SEGMENTO DI TESTO =>
+-------+

Opera Omnia Luigi Einaudi

La lezione di un monopolio

Tipologia: Paragrafo/Articolo – Data pubblicazione: 16/12/1899

La lezione di un monopolio

«Critica Sociale», 16 dicembre 1899, pp. 334-336

 

 

 

La storia della formazione del monopolio del diamante, che ho narrata nel precedente numero della Critica Sociale, deve essere completata colla descrizione dell’organismo della Società la quale monopolizza la produzione e lo smercio del diamante in tutti i paesi del mondo.

 

 

Questo organismo monopolistico presenta caratteri curiosi ed interessanti. A capo della Società stanno tre governatori a vita, che sono poi i maggiori proprietari delle azioni. Questi tre oligarchi amministrano un capitale di L. 98.750.000 in azioni, oltre ad un debito di L. 87.500.000 in obbligazioni ammortizzabili 5%, di 7.544.000 in obbligazioni 4 1/2 per cento. Per ammortizzare velocemente il debito e per dare la più alta rimunerazione possibile al capitale, i tre direttori adottarono un programma che si può riassumere in tre capisaldi: restringere la produzione ad un limite fisso; organizzare fortemente lo smercio dei diamanti; e costituire una forte riserva.

+-------+

DATI DI LAVORO =>
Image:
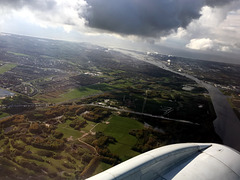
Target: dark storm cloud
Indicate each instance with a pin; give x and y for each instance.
(218, 2)
(35, 4)
(144, 17)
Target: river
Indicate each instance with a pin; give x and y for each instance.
(227, 124)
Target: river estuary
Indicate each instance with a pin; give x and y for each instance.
(227, 124)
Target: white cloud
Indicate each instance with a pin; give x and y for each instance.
(200, 44)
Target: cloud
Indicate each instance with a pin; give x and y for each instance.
(40, 5)
(200, 44)
(214, 3)
(150, 18)
(45, 13)
(140, 17)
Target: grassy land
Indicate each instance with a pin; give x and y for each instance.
(18, 54)
(7, 67)
(68, 131)
(119, 128)
(72, 94)
(101, 167)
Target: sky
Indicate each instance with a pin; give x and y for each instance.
(201, 29)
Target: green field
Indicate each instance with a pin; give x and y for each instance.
(2, 115)
(7, 67)
(68, 131)
(119, 128)
(18, 54)
(73, 94)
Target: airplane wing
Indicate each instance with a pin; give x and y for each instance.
(186, 161)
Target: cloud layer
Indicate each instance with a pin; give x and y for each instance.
(150, 18)
(141, 17)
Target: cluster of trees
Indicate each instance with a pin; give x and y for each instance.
(77, 124)
(147, 140)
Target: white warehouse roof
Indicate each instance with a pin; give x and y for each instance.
(180, 161)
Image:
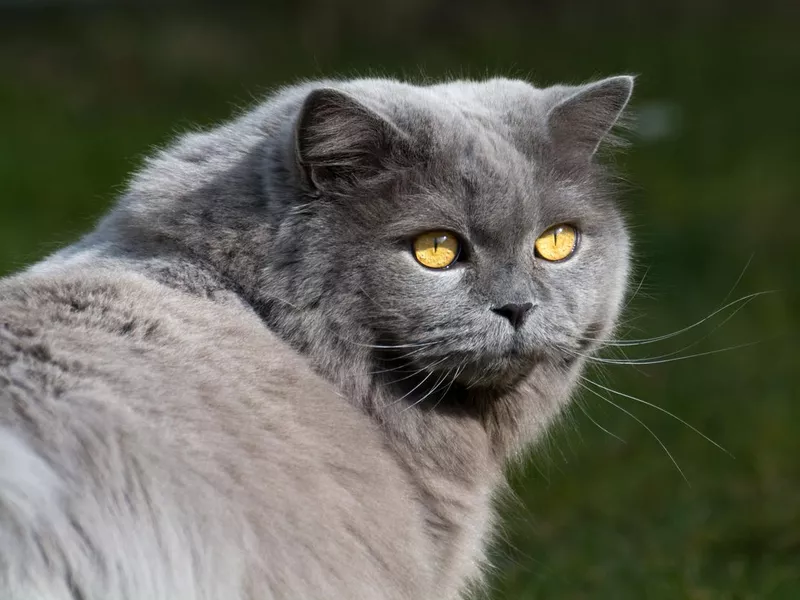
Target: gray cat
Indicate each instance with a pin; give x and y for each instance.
(295, 357)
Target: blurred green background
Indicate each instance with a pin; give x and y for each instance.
(88, 88)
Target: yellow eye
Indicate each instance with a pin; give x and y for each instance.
(436, 249)
(557, 243)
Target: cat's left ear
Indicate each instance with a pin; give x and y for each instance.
(582, 117)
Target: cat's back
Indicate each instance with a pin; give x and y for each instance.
(159, 444)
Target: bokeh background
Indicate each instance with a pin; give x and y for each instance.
(88, 88)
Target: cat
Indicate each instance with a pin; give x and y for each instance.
(294, 358)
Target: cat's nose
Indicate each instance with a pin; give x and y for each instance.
(515, 313)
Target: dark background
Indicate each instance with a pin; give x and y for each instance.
(88, 88)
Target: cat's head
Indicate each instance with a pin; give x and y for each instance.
(467, 226)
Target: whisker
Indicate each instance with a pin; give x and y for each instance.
(744, 299)
(395, 358)
(661, 409)
(411, 391)
(588, 416)
(658, 359)
(638, 288)
(431, 391)
(643, 424)
(418, 371)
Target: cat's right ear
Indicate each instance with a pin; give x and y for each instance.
(341, 143)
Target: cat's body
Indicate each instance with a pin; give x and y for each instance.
(242, 386)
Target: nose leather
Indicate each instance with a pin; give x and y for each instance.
(515, 313)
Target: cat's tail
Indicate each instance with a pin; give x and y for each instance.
(37, 561)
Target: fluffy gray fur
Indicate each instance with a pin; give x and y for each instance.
(242, 386)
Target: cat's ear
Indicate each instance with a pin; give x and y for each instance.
(341, 142)
(582, 117)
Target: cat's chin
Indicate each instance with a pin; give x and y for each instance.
(499, 374)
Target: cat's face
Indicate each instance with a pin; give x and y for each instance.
(472, 253)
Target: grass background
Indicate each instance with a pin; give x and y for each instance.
(88, 88)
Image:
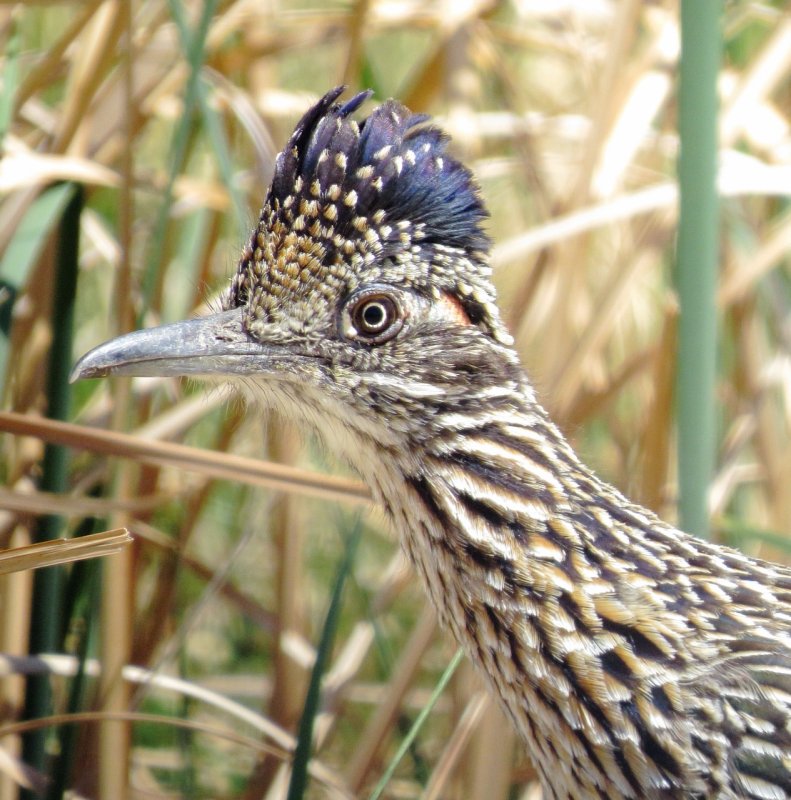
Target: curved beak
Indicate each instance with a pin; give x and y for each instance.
(213, 345)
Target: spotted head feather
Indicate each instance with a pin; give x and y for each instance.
(351, 203)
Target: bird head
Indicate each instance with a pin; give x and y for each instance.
(363, 291)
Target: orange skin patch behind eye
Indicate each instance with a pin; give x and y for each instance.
(453, 309)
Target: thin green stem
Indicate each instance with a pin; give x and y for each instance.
(697, 258)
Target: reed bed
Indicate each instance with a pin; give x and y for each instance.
(263, 637)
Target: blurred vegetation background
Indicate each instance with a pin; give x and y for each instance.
(138, 138)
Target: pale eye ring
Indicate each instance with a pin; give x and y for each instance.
(375, 317)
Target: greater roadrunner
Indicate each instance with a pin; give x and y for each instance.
(634, 660)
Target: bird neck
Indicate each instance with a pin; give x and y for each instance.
(538, 568)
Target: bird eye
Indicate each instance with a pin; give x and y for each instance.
(374, 317)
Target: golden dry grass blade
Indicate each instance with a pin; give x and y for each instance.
(222, 466)
(63, 551)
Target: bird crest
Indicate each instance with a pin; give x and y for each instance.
(350, 203)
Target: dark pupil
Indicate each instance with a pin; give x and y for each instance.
(374, 316)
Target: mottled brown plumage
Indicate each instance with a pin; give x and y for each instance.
(634, 660)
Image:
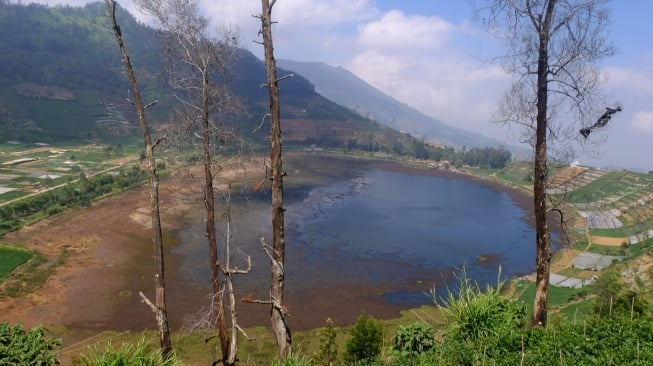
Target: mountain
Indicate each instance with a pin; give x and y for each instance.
(345, 88)
(62, 78)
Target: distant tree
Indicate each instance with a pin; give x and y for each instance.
(159, 308)
(607, 287)
(200, 68)
(328, 353)
(553, 48)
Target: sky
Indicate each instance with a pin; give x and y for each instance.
(433, 56)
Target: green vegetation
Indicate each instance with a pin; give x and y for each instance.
(20, 347)
(11, 258)
(79, 192)
(328, 353)
(414, 339)
(472, 313)
(141, 354)
(366, 339)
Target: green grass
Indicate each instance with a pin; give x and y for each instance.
(608, 250)
(613, 233)
(559, 297)
(11, 258)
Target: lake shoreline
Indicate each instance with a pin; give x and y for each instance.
(74, 298)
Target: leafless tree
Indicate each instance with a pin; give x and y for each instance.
(159, 307)
(553, 49)
(199, 67)
(277, 254)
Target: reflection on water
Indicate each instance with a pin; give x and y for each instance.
(406, 232)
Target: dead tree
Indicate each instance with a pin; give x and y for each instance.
(277, 255)
(199, 68)
(554, 46)
(159, 308)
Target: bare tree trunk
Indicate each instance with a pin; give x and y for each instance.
(153, 182)
(542, 233)
(279, 326)
(554, 46)
(211, 236)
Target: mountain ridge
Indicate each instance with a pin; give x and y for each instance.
(345, 88)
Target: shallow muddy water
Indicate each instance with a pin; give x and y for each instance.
(367, 235)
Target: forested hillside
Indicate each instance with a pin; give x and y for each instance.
(61, 78)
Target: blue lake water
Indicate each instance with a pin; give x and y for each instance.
(410, 224)
(398, 232)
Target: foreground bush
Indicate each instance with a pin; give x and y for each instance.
(474, 313)
(18, 347)
(142, 354)
(366, 339)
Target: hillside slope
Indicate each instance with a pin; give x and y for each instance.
(61, 78)
(345, 88)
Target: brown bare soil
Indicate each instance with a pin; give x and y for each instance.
(96, 288)
(608, 241)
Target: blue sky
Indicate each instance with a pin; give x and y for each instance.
(432, 55)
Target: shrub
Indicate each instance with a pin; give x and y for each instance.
(294, 359)
(143, 354)
(414, 339)
(473, 313)
(18, 347)
(366, 339)
(328, 352)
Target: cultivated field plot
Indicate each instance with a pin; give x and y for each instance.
(32, 168)
(12, 257)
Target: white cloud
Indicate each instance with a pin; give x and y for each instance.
(422, 62)
(643, 121)
(396, 31)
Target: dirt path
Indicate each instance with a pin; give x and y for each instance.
(608, 241)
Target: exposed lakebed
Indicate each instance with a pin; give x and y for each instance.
(368, 235)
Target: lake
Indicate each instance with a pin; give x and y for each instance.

+-------+

COMPITI DA SVOLGERE =>
**1)** Riassumi in due frasi il segmento di testo sul monopolio del diamante.
**2)** Conta le righe dell'elenco in cui compare la parola "blurred" e indica soltanto il numero.

RISPOSTE FORNITE =>
**1)** La storia del monopolio del diamante va completata con la descrizione dell'organismo della Società che monopolizza la produzione e lo smercio del diamante in tutto il mondo, guidata da tre governatori a vita che sono i maggiori azionisti e amministrano un capitale di L. 98.750.000 in azioni, oltre a debiti in obbligazioni. Per ammortizzare velocemente il debito e rimunerare al massimo il capitale, i tre direttori adottarono un programma fondato su tre capisaldi: restringere la produzione a un limite fisso, organizzare fortemente lo smercio dei diamanti e costituire una forte riserva.

**2)** 2